* Start *

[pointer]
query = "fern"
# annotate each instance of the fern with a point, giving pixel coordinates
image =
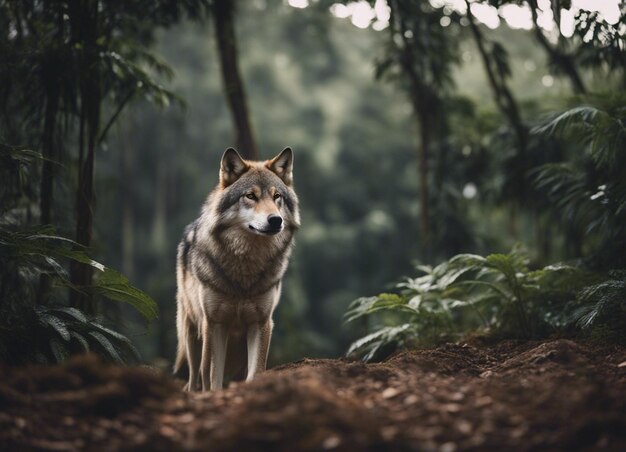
(49, 335)
(38, 248)
(497, 294)
(604, 302)
(590, 189)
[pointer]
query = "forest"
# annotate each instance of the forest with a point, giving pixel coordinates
(458, 280)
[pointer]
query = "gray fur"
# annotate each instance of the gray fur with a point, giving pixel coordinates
(229, 273)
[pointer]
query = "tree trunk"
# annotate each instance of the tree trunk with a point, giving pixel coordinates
(90, 94)
(425, 105)
(423, 154)
(223, 18)
(503, 97)
(47, 178)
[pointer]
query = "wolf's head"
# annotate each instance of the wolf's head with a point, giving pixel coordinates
(258, 196)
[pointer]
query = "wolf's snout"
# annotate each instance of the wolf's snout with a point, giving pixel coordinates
(275, 221)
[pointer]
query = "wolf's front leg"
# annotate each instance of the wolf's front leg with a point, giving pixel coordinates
(219, 343)
(259, 336)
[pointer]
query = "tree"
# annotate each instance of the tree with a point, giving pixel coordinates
(83, 58)
(420, 54)
(224, 22)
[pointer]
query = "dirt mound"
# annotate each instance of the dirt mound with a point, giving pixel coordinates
(557, 395)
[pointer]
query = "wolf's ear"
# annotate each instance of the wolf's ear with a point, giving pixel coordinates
(231, 167)
(282, 165)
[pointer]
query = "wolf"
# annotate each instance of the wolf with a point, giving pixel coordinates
(229, 269)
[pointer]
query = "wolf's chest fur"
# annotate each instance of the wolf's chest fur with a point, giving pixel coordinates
(241, 267)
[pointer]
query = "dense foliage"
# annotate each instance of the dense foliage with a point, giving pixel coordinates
(419, 139)
(498, 294)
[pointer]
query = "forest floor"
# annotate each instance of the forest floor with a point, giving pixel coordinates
(555, 395)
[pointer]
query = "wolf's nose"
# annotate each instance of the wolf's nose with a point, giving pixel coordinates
(275, 221)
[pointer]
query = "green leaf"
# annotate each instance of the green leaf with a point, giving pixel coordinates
(107, 346)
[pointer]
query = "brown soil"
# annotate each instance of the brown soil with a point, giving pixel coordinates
(557, 395)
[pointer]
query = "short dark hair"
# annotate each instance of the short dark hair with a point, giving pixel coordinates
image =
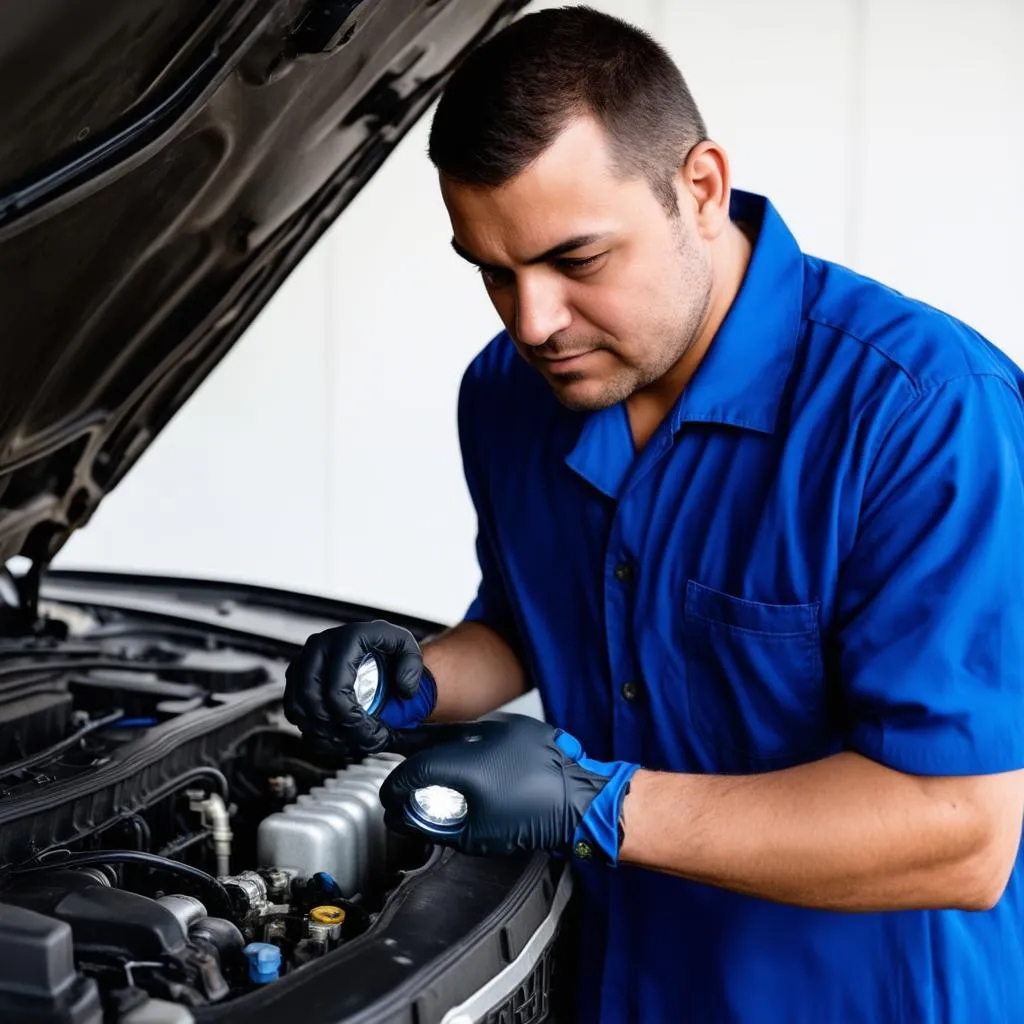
(512, 96)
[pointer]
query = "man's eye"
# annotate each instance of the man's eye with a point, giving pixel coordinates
(574, 265)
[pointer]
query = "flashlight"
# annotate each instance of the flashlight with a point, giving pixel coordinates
(437, 810)
(370, 684)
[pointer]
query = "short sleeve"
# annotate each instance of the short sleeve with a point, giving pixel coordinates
(930, 612)
(491, 606)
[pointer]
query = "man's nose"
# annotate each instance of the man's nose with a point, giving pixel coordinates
(541, 310)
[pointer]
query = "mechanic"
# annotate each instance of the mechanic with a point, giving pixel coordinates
(752, 525)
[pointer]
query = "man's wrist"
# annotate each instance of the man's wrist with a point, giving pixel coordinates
(632, 812)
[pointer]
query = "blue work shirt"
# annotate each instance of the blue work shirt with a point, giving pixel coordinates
(820, 549)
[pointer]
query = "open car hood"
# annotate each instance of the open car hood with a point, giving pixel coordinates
(164, 167)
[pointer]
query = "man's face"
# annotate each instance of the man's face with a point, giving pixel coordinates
(601, 290)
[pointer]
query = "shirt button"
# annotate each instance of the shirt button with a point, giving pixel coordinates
(624, 571)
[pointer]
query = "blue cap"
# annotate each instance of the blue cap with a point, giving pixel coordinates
(264, 962)
(327, 884)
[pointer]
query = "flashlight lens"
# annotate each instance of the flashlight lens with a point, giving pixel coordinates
(439, 808)
(368, 684)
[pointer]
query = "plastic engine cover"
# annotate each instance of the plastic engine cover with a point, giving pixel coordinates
(337, 827)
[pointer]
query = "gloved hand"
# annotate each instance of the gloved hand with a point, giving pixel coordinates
(527, 786)
(320, 694)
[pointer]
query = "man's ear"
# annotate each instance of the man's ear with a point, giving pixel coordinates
(704, 182)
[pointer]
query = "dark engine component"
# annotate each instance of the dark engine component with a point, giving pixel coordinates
(34, 714)
(134, 946)
(38, 981)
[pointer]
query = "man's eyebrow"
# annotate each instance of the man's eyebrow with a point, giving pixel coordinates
(553, 253)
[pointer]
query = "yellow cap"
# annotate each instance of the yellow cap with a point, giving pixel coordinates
(327, 914)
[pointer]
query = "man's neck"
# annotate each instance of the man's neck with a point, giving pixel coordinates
(729, 261)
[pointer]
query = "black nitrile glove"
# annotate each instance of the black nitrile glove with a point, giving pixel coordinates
(320, 695)
(527, 786)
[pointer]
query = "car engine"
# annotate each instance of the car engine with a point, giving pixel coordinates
(167, 843)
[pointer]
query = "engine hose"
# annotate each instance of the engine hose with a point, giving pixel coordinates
(212, 886)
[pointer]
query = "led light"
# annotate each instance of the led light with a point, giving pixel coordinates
(438, 809)
(370, 684)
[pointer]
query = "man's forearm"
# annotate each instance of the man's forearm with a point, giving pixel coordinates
(476, 672)
(843, 834)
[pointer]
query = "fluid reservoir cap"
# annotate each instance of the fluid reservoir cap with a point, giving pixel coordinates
(327, 914)
(264, 962)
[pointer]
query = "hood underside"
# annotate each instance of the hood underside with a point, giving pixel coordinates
(164, 168)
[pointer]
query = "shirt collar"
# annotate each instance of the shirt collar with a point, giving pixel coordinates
(741, 377)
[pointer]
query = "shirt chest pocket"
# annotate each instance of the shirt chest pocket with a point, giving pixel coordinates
(754, 680)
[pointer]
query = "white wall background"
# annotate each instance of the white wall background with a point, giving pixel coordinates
(890, 135)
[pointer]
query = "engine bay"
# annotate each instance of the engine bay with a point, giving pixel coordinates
(167, 842)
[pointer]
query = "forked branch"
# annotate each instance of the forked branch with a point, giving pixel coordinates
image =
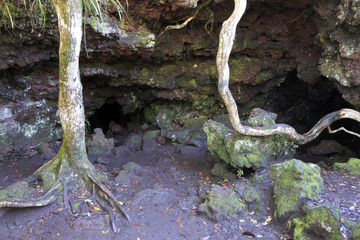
(226, 40)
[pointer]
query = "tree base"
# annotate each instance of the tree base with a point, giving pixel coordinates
(80, 187)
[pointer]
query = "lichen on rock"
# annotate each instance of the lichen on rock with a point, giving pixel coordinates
(246, 151)
(222, 203)
(352, 166)
(320, 220)
(295, 183)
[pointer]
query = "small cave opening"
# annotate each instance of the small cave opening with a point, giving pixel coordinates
(109, 112)
(302, 105)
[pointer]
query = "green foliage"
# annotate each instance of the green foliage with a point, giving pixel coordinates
(38, 10)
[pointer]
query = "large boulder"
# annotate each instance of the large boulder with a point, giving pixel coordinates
(295, 183)
(241, 151)
(318, 221)
(351, 167)
(98, 144)
(222, 203)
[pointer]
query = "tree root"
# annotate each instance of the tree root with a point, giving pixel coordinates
(69, 181)
(226, 40)
(182, 25)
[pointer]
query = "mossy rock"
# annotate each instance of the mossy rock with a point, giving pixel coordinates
(98, 144)
(241, 151)
(221, 169)
(351, 167)
(356, 233)
(251, 196)
(222, 203)
(318, 221)
(295, 183)
(152, 134)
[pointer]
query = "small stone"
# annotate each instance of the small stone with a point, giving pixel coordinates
(115, 128)
(102, 160)
(162, 140)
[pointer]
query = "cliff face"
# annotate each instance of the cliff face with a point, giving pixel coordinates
(141, 67)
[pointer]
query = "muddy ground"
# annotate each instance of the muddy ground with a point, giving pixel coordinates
(161, 198)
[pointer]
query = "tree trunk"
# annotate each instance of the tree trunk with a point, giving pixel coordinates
(71, 108)
(226, 41)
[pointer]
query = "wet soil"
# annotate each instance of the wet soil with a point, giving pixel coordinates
(161, 198)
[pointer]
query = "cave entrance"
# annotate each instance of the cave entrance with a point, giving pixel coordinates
(110, 111)
(301, 105)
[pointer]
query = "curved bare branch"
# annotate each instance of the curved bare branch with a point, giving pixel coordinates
(226, 40)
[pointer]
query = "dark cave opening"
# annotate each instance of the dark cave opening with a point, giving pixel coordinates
(301, 105)
(110, 111)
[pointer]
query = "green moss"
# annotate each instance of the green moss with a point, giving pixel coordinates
(222, 203)
(356, 232)
(149, 115)
(192, 84)
(321, 220)
(244, 151)
(212, 70)
(240, 67)
(352, 166)
(294, 181)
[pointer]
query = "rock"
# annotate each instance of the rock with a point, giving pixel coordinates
(130, 171)
(221, 169)
(250, 195)
(152, 134)
(98, 144)
(46, 150)
(222, 203)
(352, 166)
(320, 220)
(122, 151)
(261, 118)
(162, 140)
(326, 147)
(356, 232)
(244, 151)
(103, 160)
(133, 141)
(154, 196)
(295, 183)
(115, 128)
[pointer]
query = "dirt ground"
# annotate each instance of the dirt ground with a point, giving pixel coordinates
(161, 199)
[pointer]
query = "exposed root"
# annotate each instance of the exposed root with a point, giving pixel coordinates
(182, 25)
(109, 194)
(70, 181)
(226, 40)
(46, 199)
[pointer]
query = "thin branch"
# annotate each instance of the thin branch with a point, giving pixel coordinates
(182, 25)
(343, 129)
(226, 41)
(109, 194)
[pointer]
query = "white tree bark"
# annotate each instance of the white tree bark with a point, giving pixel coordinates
(71, 108)
(226, 41)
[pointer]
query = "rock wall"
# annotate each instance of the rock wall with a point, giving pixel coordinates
(143, 68)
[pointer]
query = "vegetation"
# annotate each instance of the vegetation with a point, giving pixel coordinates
(70, 172)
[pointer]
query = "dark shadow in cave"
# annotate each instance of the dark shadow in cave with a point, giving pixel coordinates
(109, 111)
(301, 105)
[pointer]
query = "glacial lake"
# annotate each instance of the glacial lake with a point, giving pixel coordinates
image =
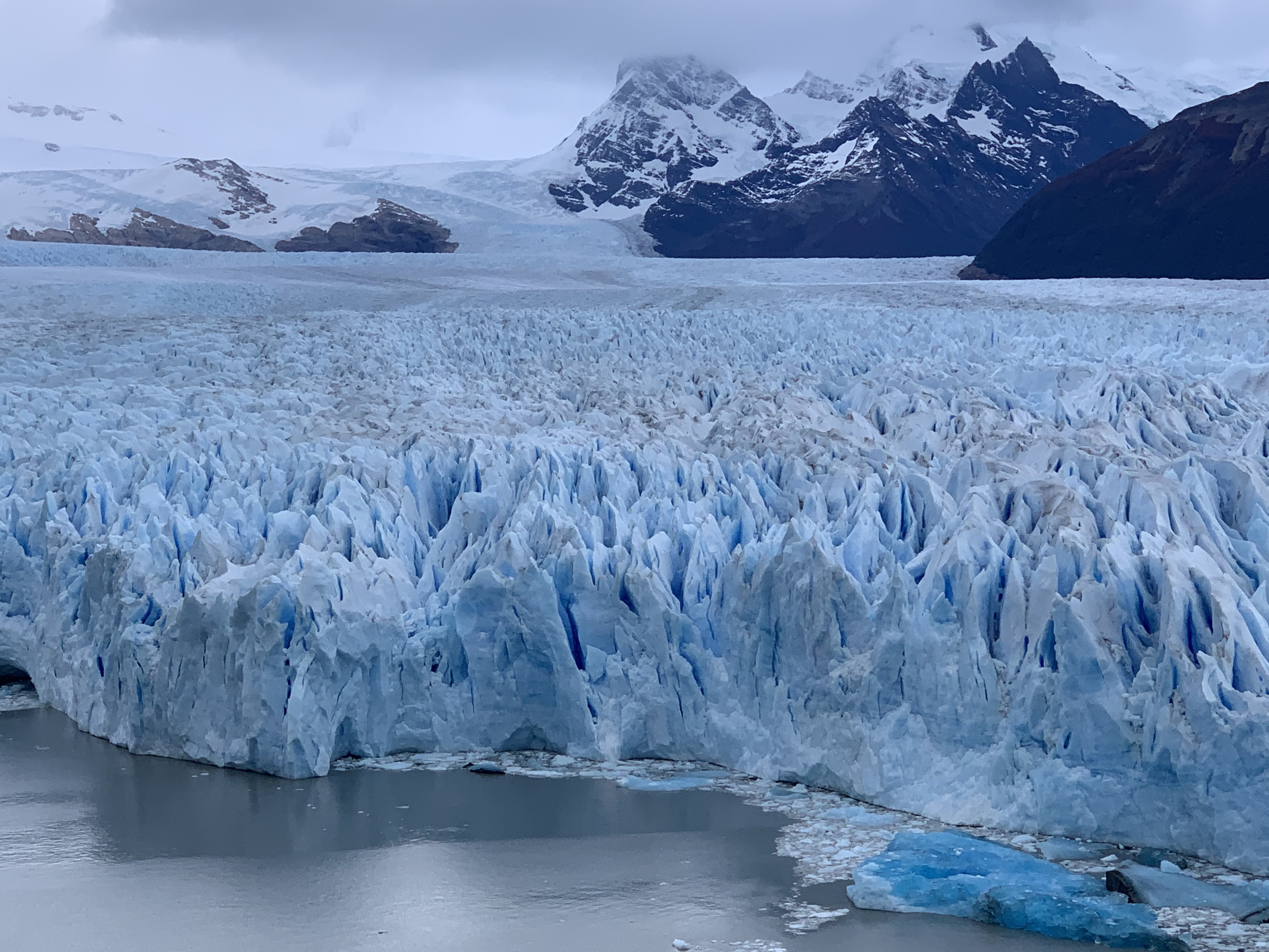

* End *

Find every line in the records that contains the string "background" and copy each one out.

query = "white wall background"
# annotate each instance of the white wall background with a point, giving pixel coordinates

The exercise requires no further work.